(WHAT YOU SHOULD DO)
From the entries below, copy out every line with "coordinates" in it.

(DATA PROVIDED)

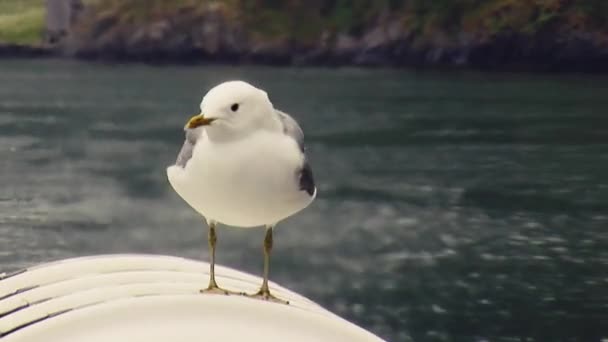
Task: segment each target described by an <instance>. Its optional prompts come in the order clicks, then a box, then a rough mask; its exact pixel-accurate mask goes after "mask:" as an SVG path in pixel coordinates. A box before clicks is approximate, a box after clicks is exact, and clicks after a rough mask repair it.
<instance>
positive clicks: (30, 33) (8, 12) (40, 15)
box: [0, 0, 44, 45]
mask: <svg viewBox="0 0 608 342" xmlns="http://www.w3.org/2000/svg"><path fill="white" fill-rule="evenodd" d="M43 32H44V2H43V1H41V0H2V1H0V42H5V43H14V44H23V45H36V44H39V43H40V42H41V41H42V35H43Z"/></svg>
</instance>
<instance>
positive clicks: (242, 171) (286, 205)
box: [167, 131, 313, 227]
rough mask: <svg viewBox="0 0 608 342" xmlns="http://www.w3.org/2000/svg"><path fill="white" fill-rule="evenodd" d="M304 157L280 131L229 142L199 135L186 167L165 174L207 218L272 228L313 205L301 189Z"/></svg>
mask: <svg viewBox="0 0 608 342" xmlns="http://www.w3.org/2000/svg"><path fill="white" fill-rule="evenodd" d="M303 159H304V155H303V154H302V153H301V152H300V150H299V147H298V146H297V143H296V142H295V141H294V140H293V139H291V138H290V137H287V136H285V135H283V134H280V133H272V132H266V131H260V132H256V133H254V134H252V135H250V136H249V137H247V138H246V139H241V140H238V141H234V142H228V143H213V142H211V141H209V140H208V139H207V138H206V137H204V136H203V137H202V138H201V140H200V141H199V142H197V144H196V146H195V148H194V152H193V157H192V159H191V160H190V161H189V162H188V164H187V165H186V167H185V168H184V169H181V168H179V167H170V168H169V169H168V170H167V172H168V176H169V181H170V182H171V184H172V186H173V187H174V189H175V190H176V191H177V193H178V194H179V195H180V196H181V197H182V198H183V199H184V200H185V201H186V202H188V203H189V204H190V205H191V206H192V207H193V208H194V209H195V210H197V211H198V212H199V213H201V214H202V215H203V216H205V217H206V218H207V219H211V220H216V221H218V222H221V223H224V224H228V225H233V226H240V227H252V226H259V225H264V224H274V223H276V222H278V221H280V220H282V219H284V218H286V217H288V216H290V215H293V214H295V213H296V212H298V211H300V210H302V209H304V208H305V207H306V206H308V204H310V202H312V199H313V198H311V197H310V196H308V194H307V193H306V192H305V191H301V190H300V189H299V184H298V172H299V170H300V168H301V167H302V164H303V161H304V160H303Z"/></svg>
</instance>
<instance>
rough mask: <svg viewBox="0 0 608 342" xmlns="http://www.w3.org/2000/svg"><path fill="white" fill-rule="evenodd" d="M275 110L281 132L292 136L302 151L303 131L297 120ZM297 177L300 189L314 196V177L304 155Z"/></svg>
mask: <svg viewBox="0 0 608 342" xmlns="http://www.w3.org/2000/svg"><path fill="white" fill-rule="evenodd" d="M275 111H276V113H277V114H278V115H279V118H280V119H281V122H282V123H283V133H285V135H287V136H290V137H292V138H293V139H294V140H295V141H296V142H297V143H298V146H299V147H300V151H302V153H304V150H305V147H304V131H302V128H300V125H298V122H297V121H296V120H295V119H294V118H292V117H291V116H289V114H287V113H285V112H282V111H280V110H275ZM297 177H298V183H299V186H300V190H302V191H306V192H307V193H308V195H310V196H315V194H316V191H317V189H316V186H315V180H314V177H313V175H312V169H311V168H310V164H309V163H308V160H307V158H306V155H304V163H303V164H302V166H301V167H300V168H299V169H298V171H297Z"/></svg>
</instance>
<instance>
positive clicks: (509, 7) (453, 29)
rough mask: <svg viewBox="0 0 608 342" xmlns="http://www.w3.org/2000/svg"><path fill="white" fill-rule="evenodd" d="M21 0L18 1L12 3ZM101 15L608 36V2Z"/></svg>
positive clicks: (300, 9) (333, 6) (121, 6)
mask: <svg viewBox="0 0 608 342" xmlns="http://www.w3.org/2000/svg"><path fill="white" fill-rule="evenodd" d="M12 1H14V0H12ZM96 2H97V4H98V7H97V8H98V9H99V11H100V12H99V14H100V16H106V15H112V16H115V18H118V22H122V23H142V22H149V21H152V20H154V19H156V18H159V17H162V16H171V15H174V14H176V13H184V12H189V13H192V14H196V13H199V14H200V13H203V12H204V11H205V10H206V8H208V7H209V6H214V5H215V6H219V7H221V8H222V9H223V10H224V11H225V13H226V14H227V15H231V16H233V17H234V18H239V20H240V22H241V23H243V25H244V27H245V29H247V31H248V32H251V33H253V34H256V35H259V36H263V37H268V38H287V39H290V40H292V41H298V42H303V43H306V42H310V41H314V40H317V39H318V37H319V36H320V35H321V34H322V33H323V32H330V33H335V32H345V33H349V34H352V35H355V36H357V35H359V34H361V33H363V32H365V30H366V29H368V28H370V27H372V26H374V25H378V24H379V23H380V24H381V22H382V21H383V20H399V21H401V22H402V23H403V25H404V28H405V31H406V32H407V33H412V34H414V35H416V36H417V37H418V39H419V40H429V39H435V38H437V37H450V36H454V35H456V34H458V33H462V32H465V33H469V34H472V35H474V36H475V37H478V38H487V37H488V36H492V35H496V34H501V33H504V32H508V33H513V32H515V33H520V34H526V35H534V34H537V33H539V32H542V31H543V30H547V29H553V30H554V32H556V33H557V32H562V33H563V32H565V31H571V30H581V31H586V32H604V33H606V32H608V1H606V0H432V1H429V0H308V1H304V0H285V1H284V0H224V1H218V0H215V1H214V0H129V1H125V0H96Z"/></svg>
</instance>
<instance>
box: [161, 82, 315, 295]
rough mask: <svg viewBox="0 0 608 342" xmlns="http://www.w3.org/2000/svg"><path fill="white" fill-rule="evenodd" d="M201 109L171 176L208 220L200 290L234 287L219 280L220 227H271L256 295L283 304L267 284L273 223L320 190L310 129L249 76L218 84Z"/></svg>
mask: <svg viewBox="0 0 608 342" xmlns="http://www.w3.org/2000/svg"><path fill="white" fill-rule="evenodd" d="M200 109H201V113H200V114H199V115H195V116H193V117H192V118H191V119H190V120H189V121H188V123H187V124H186V126H185V128H184V130H185V131H186V141H185V142H184V145H183V146H182V149H181V151H180V152H179V155H178V156H177V161H176V162H175V165H172V166H169V167H168V168H167V177H168V178H169V183H171V186H172V187H173V189H174V190H175V191H176V192H177V193H178V194H179V196H181V197H182V198H183V199H184V201H186V202H187V203H188V204H189V205H190V206H191V207H192V208H194V210H196V211H197V212H198V213H199V214H201V215H203V217H204V218H205V219H206V221H207V225H208V226H209V235H208V240H209V254H210V259H211V262H210V279H209V286H208V287H207V288H206V289H203V290H201V292H210V293H223V294H228V293H229V292H231V291H228V290H225V289H222V288H220V287H219V286H218V285H217V283H216V281H215V273H214V265H215V247H216V243H217V235H216V231H215V228H216V225H217V224H218V223H222V224H225V225H229V226H235V227H243V228H248V227H256V226H265V227H266V236H265V238H264V281H263V283H262V286H261V288H260V290H259V291H258V292H257V293H255V294H253V295H251V296H254V297H260V298H263V299H266V300H273V301H277V302H284V301H282V300H280V299H278V298H276V297H275V296H273V295H272V294H271V293H270V289H269V288H268V272H269V262H270V251H271V249H272V229H273V228H274V227H275V226H276V224H277V223H278V222H279V221H281V220H283V219H285V218H287V217H289V216H291V215H293V214H295V213H297V212H299V211H300V210H302V209H304V208H306V207H307V206H308V205H309V204H310V203H311V202H312V201H313V200H314V198H315V196H316V193H317V189H316V187H315V184H314V180H313V175H312V170H311V168H310V166H309V164H308V162H307V159H306V155H305V153H304V133H303V132H302V129H301V128H300V126H299V125H298V123H297V122H296V121H295V120H294V119H293V118H292V117H291V116H289V115H288V114H286V113H284V112H281V111H279V110H277V109H275V108H274V107H273V105H272V103H271V102H270V100H269V99H268V95H267V94H266V92H265V91H263V90H261V89H258V88H256V87H254V86H252V85H250V84H248V83H246V82H243V81H230V82H225V83H222V84H220V85H217V86H216V87H214V88H212V89H211V90H210V91H209V92H208V93H207V94H206V95H205V96H204V97H203V100H202V102H201V104H200Z"/></svg>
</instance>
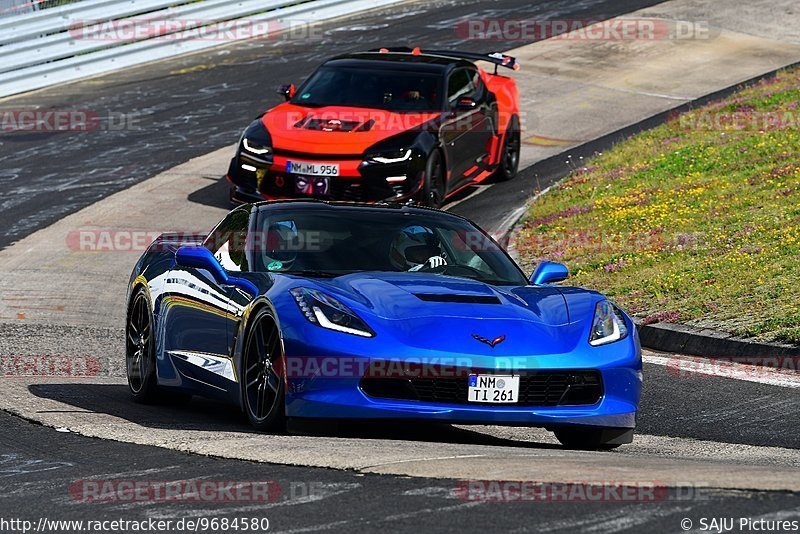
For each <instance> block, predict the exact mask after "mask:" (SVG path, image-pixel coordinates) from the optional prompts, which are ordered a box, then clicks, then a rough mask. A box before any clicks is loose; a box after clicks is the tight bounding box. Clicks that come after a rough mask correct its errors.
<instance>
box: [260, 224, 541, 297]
mask: <svg viewBox="0 0 800 534" xmlns="http://www.w3.org/2000/svg"><path fill="white" fill-rule="evenodd" d="M258 226H259V228H260V230H259V232H257V237H260V238H261V239H253V240H251V242H252V243H253V246H254V252H255V254H254V256H255V263H256V270H257V271H262V272H263V271H266V272H275V273H285V274H298V275H306V276H321V277H333V276H340V275H344V274H351V273H355V272H363V271H380V272H408V273H420V274H423V273H424V274H429V275H430V274H438V275H442V276H457V277H463V278H471V279H474V280H479V281H481V282H485V283H489V284H496V285H525V284H527V280H526V279H525V277H524V276H523V274H522V272H521V271H520V270H519V268H518V267H517V266H516V264H514V262H513V261H511V259H510V258H509V257H508V256H507V255H506V254H505V252H503V251H502V250H501V249H500V248H499V247H498V246H497V244H495V243H494V242H493V241H492V240H491V239H490V238H488V237H487V236H486V235H485V234H484V233H483V232H482V231H480V230H478V229H477V228H476V227H474V226H472V225H471V224H469V223H468V222H466V221H464V220H462V219H459V218H456V217H449V216H445V215H437V214H430V215H428V214H416V213H408V212H402V211H399V210H398V211H397V212H393V211H390V210H385V211H381V212H380V213H376V212H375V211H374V210H358V209H354V210H342V209H336V210H331V209H303V210H291V211H290V210H286V211H283V210H274V211H268V212H266V213H265V212H262V214H261V215H260V220H259V223H258Z"/></svg>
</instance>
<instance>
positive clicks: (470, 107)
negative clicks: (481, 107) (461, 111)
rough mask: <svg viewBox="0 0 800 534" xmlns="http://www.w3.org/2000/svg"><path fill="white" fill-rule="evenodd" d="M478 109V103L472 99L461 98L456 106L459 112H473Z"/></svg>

(THE ANSWER)
Task: segment each target described by an <instance>. Its optional prompts come in the order clicks, then a box, then a rough mask; its exact pixel-accurate mask goes after "mask:" as an SVG path in pixel coordinates. A box before clicks is approximate, a box after clicks is exact, and clicks after a rough mask repair it.
For each <instance> block, predict the exact mask after "mask:" (SVG path, image-pixel coordinates) from the optional prompts, which are ordered a box, then clicks, then a rough mask. A box before any clicks is loose; a box after clicks is the tight bounding box. Clicks that come after a rough mask correct its errors.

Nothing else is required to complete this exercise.